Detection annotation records
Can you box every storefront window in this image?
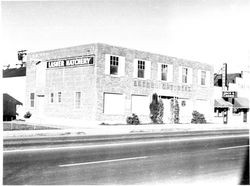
[50,93,54,103]
[201,71,206,85]
[58,92,62,103]
[75,92,81,108]
[182,68,188,83]
[161,64,168,81]
[138,60,145,78]
[110,56,119,75]
[30,93,35,107]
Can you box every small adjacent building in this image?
[214,67,250,124]
[26,43,214,125]
[1,64,26,121]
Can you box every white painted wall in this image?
[104,93,125,114]
[1,76,26,118]
[131,95,150,115]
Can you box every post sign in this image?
[222,91,237,98]
[47,56,94,68]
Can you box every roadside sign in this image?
[222,91,237,98]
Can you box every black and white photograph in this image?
[0,0,250,185]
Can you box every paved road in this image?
[3,131,249,185]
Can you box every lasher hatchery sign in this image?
[47,56,94,68]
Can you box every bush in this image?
[23,111,32,118]
[149,94,164,123]
[191,111,207,123]
[127,114,140,125]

§ Objective: Can you update the material above so that "storefront window" becomes "shop window", with nothing else changed and the pictures left out?

§ Worked solution:
Can you box every shop window in this image?
[50,93,54,103]
[201,71,206,85]
[58,92,62,103]
[75,92,81,108]
[182,68,188,83]
[161,64,168,81]
[138,60,145,78]
[110,56,119,75]
[30,93,35,107]
Can you box every small adjacent building in this image?
[214,67,250,124]
[26,43,214,125]
[1,64,26,121]
Can you box every white painted wall in this image?
[104,93,125,114]
[1,76,26,118]
[131,95,150,115]
Can you box every post sign in this image?
[222,91,237,98]
[47,56,94,68]
Can you box every roadside sign in this image?
[222,91,237,98]
Can you box every black and white photograph in this image?
[0,0,250,185]
Can you box every paved road in this image?
[3,131,249,185]
Can you box every lasher hatchery sign in this image?
[47,56,94,68]
Can you box every bush in this image?
[23,111,32,118]
[149,94,164,123]
[191,111,207,123]
[127,114,140,125]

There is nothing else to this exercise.